## Extrait source

Voici donc un travail d’apprenti, délibérément choisi  par moi pour nos apprentis ! Il m’est apparu intéressant de revisiter un peu le sujet après tant d’années de maîtrise, ne serait ce que pour me replonger dans mes années premières en maçonnerie, me bousculer aussi un peu, et pour vous tous, me voyant me remettre ainsi en cause, vous donner à vous aussi peut-être, enfin pour ceux qui le veulent vraiment, l’envie de méditer… Nous autres maîtres avons perdu la « grâce » de ces premiers instants, mais notre pierre, qu’est elle devenue ?

1 -Symbolique
« C’est muni du maillet symbolisant la volonté de perfectionnement, et du ciseau qui vient parfaire l’œuvre en rendant la pierre tout à fait conforme à son emploi », quele tout nouveau frère, à peine initié, est invité à appliquer trois coups sur la pierre brute. La tonalité est  immédiatement donnée par notre rite écossais ancien et accepté : On est là pour se bouger, pour se perfectionner, tant pour soi-même que dans l’intérêt de la loge, c'est-à-dire de ses frères. Cette injonction à travailler, travailler, travailler (trois coups), nous appelle à ce devoir que nous avons tous de ne jamais faiblir, jamais nous décourager devant l’immensité de la tâche. Sorti groggy de son initiation, le « jeune » maçon ne prendra conscience de la pertinence de cet appel au travail que s’il voit en ses maîtres, tous ses maîtres, un exemple, une incitation à le faire : Notre travail sur la pierre brute à nous autres maîtres, est de donner envie à ces…futurs maîtres (!) que sont les apprentis, mais aussi les compagnons, d’avancer dans la taille de la pierre brute, travail abrupte s’il en est, mais dont les résultats doivent apparaître à un moment ou à un autre, sinon ne risqueraient ils pas de s’écrier « A quoi bon  toutes ces belles paroles ? » Cette injonction au travail doit rester le fil rouge de toute notre vie maçonnique, fil vivant s’il vous plait, et non simple rayon fossile, lointain témoignage du Big Bang initiatique.

## Lignes à traiter
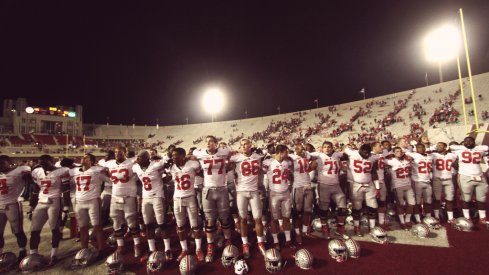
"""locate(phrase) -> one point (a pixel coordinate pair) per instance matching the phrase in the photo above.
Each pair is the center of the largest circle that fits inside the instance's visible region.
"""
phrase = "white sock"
(167, 244)
(371, 223)
(437, 213)
(381, 218)
(152, 245)
(482, 214)
(120, 242)
(136, 240)
(287, 235)
(275, 238)
(53, 251)
(183, 244)
(450, 215)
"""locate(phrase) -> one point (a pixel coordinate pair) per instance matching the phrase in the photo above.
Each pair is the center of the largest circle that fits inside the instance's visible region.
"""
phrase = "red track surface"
(468, 254)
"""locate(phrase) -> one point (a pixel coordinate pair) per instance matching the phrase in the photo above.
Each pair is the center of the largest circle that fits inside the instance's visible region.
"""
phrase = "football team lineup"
(268, 201)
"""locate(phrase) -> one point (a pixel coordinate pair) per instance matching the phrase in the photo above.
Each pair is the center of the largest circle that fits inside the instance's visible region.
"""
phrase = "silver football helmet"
(337, 250)
(463, 224)
(273, 260)
(84, 257)
(420, 230)
(112, 241)
(304, 259)
(229, 255)
(432, 222)
(240, 267)
(155, 262)
(353, 248)
(7, 261)
(187, 265)
(379, 235)
(316, 225)
(32, 263)
(114, 263)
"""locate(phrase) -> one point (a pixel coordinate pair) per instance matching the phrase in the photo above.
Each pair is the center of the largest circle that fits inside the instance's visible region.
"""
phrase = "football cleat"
(246, 251)
(182, 254)
(337, 250)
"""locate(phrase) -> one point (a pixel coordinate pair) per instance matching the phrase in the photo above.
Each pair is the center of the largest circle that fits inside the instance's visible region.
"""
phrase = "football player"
(421, 176)
(51, 184)
(247, 166)
(184, 201)
(442, 179)
(107, 190)
(153, 204)
(302, 192)
(364, 184)
(215, 197)
(123, 205)
(401, 183)
(12, 183)
(328, 168)
(277, 169)
(470, 176)
(88, 181)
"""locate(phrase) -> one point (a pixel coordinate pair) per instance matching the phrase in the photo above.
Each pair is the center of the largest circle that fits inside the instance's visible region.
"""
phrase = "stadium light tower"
(213, 100)
(441, 45)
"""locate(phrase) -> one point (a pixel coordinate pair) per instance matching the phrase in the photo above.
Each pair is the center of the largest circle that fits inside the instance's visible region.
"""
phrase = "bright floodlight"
(213, 100)
(442, 44)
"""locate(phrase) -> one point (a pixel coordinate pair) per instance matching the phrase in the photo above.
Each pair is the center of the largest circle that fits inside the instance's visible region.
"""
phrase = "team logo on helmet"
(304, 259)
(420, 230)
(273, 260)
(337, 250)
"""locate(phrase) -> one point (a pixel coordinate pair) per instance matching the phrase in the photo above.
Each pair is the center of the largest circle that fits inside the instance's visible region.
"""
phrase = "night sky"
(147, 61)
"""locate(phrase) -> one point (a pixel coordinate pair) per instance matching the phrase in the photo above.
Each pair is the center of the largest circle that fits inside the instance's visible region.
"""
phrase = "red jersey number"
(211, 163)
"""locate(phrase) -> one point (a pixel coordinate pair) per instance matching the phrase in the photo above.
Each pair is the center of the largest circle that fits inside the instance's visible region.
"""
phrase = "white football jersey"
(122, 177)
(443, 165)
(300, 166)
(12, 184)
(184, 178)
(469, 160)
(381, 167)
(328, 169)
(248, 171)
(360, 169)
(151, 178)
(422, 166)
(88, 183)
(107, 184)
(214, 166)
(277, 174)
(50, 182)
(400, 172)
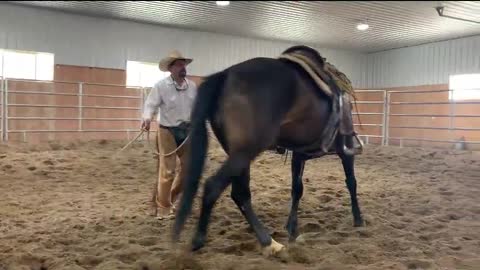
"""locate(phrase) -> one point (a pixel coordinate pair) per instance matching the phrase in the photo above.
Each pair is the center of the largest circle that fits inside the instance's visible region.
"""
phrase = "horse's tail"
(203, 107)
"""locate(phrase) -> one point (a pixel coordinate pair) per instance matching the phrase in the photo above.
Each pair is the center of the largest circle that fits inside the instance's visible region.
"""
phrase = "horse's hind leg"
(213, 188)
(242, 197)
(298, 164)
(349, 168)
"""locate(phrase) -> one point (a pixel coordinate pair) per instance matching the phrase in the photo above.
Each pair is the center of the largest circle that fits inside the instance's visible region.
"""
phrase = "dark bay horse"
(254, 106)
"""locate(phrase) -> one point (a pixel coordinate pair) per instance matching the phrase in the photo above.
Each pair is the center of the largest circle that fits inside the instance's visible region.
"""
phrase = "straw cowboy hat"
(172, 56)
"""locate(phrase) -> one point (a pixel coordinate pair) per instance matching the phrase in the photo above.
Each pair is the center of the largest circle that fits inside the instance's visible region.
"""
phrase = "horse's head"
(308, 52)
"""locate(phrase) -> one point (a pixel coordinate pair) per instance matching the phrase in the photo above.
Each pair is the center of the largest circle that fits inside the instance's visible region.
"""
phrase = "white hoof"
(274, 249)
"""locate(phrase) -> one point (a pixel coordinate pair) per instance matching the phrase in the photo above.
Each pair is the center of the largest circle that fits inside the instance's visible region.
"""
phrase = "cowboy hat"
(172, 56)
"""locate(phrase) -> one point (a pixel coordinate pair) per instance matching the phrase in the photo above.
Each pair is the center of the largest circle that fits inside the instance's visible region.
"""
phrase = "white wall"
(425, 64)
(89, 41)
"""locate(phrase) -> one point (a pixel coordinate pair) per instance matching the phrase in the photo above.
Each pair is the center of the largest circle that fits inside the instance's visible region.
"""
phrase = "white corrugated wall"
(88, 41)
(427, 64)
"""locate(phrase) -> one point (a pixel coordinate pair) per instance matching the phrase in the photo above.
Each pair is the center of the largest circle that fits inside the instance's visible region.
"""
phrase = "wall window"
(26, 65)
(144, 74)
(465, 87)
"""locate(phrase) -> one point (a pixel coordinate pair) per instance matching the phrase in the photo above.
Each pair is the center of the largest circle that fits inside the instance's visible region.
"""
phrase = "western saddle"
(338, 87)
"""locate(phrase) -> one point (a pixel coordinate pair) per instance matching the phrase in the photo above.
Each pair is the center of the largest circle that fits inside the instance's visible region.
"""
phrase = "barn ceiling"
(393, 24)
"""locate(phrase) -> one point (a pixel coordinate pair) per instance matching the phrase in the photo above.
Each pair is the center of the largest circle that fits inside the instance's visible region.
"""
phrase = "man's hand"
(146, 124)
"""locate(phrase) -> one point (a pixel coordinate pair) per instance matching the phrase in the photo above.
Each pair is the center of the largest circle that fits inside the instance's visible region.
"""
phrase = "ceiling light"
(362, 26)
(223, 3)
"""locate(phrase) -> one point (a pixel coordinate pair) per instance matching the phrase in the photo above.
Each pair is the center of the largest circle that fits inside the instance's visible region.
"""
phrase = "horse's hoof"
(274, 249)
(197, 243)
(358, 223)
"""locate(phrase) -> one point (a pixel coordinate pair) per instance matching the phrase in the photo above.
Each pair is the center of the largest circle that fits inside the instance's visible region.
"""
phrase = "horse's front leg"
(298, 164)
(349, 169)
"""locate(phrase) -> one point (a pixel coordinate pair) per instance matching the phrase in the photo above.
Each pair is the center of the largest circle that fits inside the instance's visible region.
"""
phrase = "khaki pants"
(170, 176)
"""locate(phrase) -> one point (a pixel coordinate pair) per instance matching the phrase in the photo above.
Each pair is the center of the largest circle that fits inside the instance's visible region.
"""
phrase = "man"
(174, 97)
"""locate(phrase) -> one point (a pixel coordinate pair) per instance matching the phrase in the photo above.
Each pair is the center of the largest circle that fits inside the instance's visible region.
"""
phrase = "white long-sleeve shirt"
(173, 106)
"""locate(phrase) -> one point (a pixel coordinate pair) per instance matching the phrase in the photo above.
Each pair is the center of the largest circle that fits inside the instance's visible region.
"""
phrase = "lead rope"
(150, 146)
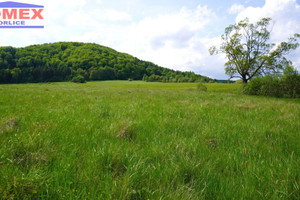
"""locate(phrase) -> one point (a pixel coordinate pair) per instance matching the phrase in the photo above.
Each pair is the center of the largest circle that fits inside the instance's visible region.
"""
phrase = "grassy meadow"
(138, 140)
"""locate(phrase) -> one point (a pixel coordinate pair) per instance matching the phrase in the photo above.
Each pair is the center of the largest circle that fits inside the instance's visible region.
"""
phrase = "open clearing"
(138, 140)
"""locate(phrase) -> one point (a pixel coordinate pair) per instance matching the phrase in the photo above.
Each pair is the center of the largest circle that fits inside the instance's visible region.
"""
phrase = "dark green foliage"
(286, 85)
(62, 61)
(78, 79)
(249, 53)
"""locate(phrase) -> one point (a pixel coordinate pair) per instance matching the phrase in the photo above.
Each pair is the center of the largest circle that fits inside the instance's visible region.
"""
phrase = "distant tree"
(248, 52)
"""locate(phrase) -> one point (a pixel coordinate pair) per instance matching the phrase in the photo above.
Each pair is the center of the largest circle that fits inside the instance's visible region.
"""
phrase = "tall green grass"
(137, 140)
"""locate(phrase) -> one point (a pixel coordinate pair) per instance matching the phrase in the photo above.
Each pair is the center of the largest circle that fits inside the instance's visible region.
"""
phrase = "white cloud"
(236, 8)
(113, 15)
(172, 40)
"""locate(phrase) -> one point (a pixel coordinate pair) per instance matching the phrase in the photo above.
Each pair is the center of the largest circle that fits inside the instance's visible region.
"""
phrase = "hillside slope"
(62, 61)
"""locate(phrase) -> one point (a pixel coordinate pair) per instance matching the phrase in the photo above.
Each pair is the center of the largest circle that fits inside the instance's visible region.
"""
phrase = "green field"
(138, 140)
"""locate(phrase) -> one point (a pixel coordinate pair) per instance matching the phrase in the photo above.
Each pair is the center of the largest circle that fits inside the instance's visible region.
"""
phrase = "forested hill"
(64, 61)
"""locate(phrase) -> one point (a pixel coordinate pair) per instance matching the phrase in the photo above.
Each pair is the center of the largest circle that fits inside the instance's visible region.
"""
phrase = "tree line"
(64, 61)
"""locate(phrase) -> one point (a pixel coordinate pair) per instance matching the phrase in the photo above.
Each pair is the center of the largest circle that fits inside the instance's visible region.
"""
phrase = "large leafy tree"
(248, 51)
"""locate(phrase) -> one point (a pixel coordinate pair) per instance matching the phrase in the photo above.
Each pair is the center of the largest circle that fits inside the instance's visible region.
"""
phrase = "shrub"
(286, 85)
(78, 79)
(291, 82)
(265, 86)
(201, 87)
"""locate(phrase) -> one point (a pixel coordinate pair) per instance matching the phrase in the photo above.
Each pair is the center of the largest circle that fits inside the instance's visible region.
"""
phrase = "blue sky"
(171, 33)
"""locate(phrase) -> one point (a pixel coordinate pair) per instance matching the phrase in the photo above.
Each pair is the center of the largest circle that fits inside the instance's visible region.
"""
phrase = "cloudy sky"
(171, 33)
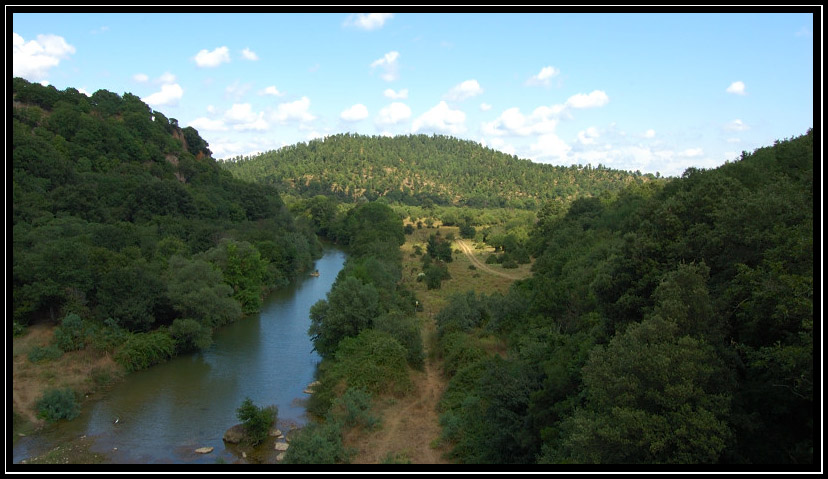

## Exercice court A
Recopiez le passage de l'extrait sur la pierre brute qui va de « Voici donc un » jusqu'à « qu’est elle devenue ? » inclus.
## Exercice court B
Renvoyez chaque ligne qui contient la chaîne « cowboy », en tenant compte de la casse.
L'extrait et les lignes n'ont aucun lien entre eux.

## Solution proposée A
Voici donc un travail d’apprenti, délibérément choisi  par moi pour nos apprentis ! Il m’est apparu intéressant de revisiter un peu le sujet après tant d’années de maîtrise, ne serait ce que pour me replonger dans mes années premières en maçonnerie, me bousculer aussi un peu, et pour vous tous, me voyant me remettre ainsi en cause, vous donner à vous aussi peut-être, enfin pour ceux qui le veulent vraiment, l’envie de méditer… Nous autres maîtres avons perdu la « grâce » de ces premiers instants, mais notre pierre, qu’est elle devenue ?

## Solution proposée B
phrase = "straw cowboy hat"
phrase = "cowboy hat"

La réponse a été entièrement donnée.